◆ Page text
----------------
I’m writing this, a comedian, in Dublin, working his way up whatever comedic ladder I’m climbing up. Wondering where the fuck I’m heading, however I’m grateful for every step of the journey. Seizing the vaster reality of The Journey.

I do feel that the road will be kind; it currently leads some unnecessary disrespect, unreturned e-mails and phone calls, mindless hecklers, ups and downs, laughter, good buzz, great interactions, and new creative ways to sustain my existence, such as life.

I know that what I harbour inside of me will lead to a living and good things, different good things, for the goodness in my life at the moment I’m extremely grateful for. I don’t understand the rush. Where’s everyone going? What’s the hurry?

Some days I feel this hurry, it’s understandable the way things are going, but that’s a subject for another day.

When this hurry hits I get all excited and energized and do my best to get shit done, though more often than not when these surges occur, I haven’t the faintest idea where to go or what to do with them. Be productive! I write mostly, but how does one seize the day? How does one seize the moment? These aphorisms when used incorrectly, misinterpreted and taken out of context (lately on a daily basis) don’t instill peace in my soul; they instill haste and chaos.

Today’s age has loads of red tape, hoops and games, in all shapes and sizes. Which game do you want to play? And what about you…? Everyone’s playing his or her lovely games isn’t it great…? Systematically growing further and further away from each other.
----------------
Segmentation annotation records

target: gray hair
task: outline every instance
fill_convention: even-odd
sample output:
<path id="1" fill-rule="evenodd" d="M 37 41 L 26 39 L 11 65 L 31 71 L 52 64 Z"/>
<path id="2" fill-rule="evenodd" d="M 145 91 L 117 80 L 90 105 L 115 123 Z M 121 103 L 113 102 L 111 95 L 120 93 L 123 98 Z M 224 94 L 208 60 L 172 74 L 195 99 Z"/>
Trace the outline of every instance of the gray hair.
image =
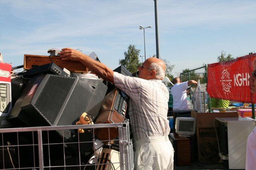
----------------
◆ What the task asks
In the reflection on a comedy career, condense the paragraph that begins "When this hurry hits" into two or three sentences that keep its main points.

◆ Solution to the exercise
When the hurry strikes, the writer feels excited and energized and tries to get things done, but usually has no idea where to direct these surges. The writer mostly writes, yet wonders how one seizes the day or the moment. Misused, misread, and taken out of context, lately on a daily basis, such sayings bring not peace but haste and chaos.